[Instructions to follow]:
Please go through the records below and return every line holding the word "small".

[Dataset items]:

====

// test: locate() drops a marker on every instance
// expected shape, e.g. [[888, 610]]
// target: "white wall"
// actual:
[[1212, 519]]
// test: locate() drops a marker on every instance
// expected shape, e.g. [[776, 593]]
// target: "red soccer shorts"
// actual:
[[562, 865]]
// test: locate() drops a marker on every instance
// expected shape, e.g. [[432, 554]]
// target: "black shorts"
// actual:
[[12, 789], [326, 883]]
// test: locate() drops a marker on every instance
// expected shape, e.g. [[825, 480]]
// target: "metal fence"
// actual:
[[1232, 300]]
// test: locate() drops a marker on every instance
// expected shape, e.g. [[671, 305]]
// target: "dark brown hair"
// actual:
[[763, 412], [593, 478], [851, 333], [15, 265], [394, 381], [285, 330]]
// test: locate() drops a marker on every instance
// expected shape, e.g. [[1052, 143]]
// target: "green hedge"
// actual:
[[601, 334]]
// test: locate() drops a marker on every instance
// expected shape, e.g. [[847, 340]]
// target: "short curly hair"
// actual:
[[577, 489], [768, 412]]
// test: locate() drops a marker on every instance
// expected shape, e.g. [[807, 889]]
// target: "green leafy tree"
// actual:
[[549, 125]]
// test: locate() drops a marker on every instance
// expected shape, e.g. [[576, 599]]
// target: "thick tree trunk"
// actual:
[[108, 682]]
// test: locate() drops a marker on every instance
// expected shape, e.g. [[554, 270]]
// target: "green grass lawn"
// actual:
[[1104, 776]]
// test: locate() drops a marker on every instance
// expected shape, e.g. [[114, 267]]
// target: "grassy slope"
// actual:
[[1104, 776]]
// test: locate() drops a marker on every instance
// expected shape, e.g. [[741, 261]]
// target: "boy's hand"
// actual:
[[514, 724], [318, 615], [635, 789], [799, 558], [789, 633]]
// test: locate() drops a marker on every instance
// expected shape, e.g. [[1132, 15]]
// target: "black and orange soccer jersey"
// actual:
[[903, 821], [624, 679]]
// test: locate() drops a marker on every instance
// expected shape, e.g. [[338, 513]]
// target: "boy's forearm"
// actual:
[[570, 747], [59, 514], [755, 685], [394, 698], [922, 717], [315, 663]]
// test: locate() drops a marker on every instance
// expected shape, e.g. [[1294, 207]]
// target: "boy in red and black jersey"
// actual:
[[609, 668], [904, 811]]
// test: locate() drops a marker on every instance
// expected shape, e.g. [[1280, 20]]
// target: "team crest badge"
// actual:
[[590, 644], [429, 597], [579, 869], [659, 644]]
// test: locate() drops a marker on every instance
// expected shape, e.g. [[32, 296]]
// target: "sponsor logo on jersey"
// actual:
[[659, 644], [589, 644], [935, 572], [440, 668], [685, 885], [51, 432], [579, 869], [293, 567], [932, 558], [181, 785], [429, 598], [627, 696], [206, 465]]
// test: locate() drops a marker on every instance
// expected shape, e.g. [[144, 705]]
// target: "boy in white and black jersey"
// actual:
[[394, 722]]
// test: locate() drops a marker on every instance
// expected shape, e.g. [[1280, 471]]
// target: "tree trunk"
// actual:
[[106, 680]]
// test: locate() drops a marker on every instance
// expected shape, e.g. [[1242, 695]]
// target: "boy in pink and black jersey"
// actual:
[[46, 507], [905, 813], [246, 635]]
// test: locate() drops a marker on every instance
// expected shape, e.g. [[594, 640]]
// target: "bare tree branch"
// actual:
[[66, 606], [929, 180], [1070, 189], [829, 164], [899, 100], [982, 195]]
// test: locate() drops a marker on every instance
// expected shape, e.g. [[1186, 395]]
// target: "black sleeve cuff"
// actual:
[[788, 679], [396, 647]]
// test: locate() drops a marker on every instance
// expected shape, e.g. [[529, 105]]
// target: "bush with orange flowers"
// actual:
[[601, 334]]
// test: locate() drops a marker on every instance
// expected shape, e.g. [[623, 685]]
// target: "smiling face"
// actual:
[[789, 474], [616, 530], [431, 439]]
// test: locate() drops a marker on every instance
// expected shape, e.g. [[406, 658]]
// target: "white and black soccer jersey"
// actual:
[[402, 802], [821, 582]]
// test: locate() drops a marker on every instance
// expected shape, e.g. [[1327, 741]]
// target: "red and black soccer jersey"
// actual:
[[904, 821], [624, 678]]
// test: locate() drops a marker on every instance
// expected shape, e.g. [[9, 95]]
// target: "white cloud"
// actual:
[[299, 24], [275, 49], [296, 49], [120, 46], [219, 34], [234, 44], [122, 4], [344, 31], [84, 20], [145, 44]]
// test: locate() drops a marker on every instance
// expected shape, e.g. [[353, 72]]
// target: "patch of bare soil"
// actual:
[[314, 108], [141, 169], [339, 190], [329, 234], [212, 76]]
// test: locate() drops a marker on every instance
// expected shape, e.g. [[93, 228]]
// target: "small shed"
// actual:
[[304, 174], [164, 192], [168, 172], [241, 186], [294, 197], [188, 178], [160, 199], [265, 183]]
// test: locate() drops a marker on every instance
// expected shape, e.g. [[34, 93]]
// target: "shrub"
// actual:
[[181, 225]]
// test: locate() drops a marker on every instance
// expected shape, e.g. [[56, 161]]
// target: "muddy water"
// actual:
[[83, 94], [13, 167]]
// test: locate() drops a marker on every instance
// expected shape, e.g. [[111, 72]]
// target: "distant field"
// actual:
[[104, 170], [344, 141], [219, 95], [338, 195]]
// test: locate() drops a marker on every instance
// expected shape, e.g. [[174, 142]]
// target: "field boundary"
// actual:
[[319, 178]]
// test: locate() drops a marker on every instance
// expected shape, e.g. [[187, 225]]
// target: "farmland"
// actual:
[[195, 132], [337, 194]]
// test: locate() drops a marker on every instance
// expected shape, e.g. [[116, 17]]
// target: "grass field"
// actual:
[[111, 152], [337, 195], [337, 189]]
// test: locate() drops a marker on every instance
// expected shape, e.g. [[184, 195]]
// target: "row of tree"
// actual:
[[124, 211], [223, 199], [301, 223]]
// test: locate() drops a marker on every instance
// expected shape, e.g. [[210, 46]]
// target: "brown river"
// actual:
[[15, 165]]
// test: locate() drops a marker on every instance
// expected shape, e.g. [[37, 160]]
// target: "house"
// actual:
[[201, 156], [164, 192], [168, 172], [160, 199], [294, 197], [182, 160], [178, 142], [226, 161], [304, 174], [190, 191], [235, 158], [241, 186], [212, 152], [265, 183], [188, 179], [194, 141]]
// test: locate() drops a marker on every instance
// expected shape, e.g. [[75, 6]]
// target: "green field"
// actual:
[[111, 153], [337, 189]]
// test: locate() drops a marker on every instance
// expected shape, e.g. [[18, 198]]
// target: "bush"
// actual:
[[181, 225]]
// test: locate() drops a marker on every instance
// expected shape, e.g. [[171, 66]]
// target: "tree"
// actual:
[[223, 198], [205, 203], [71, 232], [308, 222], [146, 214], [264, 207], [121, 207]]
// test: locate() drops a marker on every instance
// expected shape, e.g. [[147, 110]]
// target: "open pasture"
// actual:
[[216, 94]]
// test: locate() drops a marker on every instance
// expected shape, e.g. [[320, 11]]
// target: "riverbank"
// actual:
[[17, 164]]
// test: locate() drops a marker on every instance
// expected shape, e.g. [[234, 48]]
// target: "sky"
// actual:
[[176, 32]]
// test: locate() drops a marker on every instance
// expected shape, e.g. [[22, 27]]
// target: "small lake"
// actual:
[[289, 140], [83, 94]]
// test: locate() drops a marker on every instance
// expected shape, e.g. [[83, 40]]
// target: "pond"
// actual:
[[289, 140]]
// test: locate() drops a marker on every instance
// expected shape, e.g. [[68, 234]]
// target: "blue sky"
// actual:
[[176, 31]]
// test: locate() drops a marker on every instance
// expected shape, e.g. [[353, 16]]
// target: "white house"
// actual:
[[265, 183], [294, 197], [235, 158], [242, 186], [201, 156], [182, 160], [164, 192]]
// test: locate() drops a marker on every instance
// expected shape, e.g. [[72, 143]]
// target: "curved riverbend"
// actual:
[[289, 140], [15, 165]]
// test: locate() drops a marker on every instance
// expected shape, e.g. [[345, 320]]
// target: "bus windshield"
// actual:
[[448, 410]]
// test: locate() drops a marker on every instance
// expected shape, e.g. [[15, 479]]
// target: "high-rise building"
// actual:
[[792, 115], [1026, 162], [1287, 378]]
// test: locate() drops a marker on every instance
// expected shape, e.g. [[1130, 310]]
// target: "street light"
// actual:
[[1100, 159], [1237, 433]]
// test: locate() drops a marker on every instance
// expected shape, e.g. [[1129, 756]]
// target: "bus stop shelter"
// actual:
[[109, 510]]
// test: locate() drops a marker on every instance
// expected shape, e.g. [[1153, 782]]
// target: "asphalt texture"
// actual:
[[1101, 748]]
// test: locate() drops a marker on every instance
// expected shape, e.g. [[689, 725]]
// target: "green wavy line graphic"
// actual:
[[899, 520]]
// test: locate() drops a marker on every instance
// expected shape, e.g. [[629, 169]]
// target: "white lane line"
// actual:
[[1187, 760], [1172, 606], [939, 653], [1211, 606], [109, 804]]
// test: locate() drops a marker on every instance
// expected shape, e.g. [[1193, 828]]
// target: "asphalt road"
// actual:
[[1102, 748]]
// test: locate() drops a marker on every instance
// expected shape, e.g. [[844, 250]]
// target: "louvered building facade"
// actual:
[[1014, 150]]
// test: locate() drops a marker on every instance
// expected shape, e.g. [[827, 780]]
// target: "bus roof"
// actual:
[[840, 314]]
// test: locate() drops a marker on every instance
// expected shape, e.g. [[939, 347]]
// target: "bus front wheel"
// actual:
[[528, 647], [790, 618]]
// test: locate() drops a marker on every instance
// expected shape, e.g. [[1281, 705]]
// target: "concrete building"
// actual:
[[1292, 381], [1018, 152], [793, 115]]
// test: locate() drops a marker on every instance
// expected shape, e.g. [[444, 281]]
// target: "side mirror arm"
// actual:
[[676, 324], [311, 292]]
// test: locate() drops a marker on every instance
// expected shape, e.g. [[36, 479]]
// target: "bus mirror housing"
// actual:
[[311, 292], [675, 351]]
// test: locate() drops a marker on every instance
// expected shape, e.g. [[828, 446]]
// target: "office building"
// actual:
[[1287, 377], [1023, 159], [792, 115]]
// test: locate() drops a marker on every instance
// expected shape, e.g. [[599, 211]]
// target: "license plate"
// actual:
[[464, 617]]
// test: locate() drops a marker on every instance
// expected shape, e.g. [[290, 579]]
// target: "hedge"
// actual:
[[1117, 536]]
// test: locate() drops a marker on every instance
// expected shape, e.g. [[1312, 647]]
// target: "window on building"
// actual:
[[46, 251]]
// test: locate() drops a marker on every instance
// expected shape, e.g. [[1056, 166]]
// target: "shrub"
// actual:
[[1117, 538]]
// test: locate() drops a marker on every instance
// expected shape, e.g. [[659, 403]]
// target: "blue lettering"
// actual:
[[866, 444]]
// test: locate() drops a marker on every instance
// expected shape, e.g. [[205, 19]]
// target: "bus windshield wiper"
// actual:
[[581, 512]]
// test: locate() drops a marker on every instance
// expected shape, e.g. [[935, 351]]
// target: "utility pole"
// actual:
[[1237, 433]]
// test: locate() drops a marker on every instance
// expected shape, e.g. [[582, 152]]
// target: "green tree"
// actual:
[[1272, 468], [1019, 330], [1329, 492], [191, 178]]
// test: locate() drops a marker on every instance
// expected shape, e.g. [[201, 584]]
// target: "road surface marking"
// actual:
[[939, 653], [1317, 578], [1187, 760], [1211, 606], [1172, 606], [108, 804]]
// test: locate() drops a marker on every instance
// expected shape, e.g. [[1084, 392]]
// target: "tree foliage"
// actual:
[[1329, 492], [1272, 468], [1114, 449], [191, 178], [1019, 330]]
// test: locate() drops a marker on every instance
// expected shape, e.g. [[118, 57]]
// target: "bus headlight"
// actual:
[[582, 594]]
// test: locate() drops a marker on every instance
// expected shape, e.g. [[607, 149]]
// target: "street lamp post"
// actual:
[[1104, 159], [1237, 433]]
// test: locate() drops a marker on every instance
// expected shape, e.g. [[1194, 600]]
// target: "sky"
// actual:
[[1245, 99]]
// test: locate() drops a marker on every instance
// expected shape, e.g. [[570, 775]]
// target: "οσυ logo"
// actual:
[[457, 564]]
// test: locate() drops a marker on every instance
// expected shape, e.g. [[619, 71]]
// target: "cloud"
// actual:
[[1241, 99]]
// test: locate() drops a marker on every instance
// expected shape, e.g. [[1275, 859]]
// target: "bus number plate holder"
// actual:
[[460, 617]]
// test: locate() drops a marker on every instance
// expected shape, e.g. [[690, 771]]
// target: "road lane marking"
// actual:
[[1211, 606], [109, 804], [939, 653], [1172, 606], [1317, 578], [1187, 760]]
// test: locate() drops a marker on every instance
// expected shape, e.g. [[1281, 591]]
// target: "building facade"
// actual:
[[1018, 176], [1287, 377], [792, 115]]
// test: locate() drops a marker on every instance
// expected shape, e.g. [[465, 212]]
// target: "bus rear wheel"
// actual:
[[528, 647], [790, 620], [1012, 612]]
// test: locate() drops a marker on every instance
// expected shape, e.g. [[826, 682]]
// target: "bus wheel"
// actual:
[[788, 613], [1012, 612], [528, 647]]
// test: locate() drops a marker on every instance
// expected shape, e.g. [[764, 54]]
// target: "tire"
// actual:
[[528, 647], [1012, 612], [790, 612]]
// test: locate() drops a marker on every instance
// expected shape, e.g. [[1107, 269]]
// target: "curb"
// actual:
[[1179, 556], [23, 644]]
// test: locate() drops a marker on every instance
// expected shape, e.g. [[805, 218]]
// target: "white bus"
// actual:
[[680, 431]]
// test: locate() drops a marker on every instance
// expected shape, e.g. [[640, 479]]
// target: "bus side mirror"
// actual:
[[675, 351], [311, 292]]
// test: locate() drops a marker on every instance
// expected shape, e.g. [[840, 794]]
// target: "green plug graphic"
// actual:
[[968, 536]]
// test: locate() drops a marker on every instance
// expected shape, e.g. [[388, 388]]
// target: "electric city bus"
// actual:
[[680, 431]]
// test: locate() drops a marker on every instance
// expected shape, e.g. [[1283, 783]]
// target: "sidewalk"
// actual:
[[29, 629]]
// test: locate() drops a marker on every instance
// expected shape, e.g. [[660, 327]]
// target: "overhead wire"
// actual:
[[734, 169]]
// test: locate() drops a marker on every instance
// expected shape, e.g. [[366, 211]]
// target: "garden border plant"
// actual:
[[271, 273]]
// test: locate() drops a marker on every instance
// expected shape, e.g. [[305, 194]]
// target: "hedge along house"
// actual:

====

[Task solution]:
// target: "small shed"
// target: "small lake"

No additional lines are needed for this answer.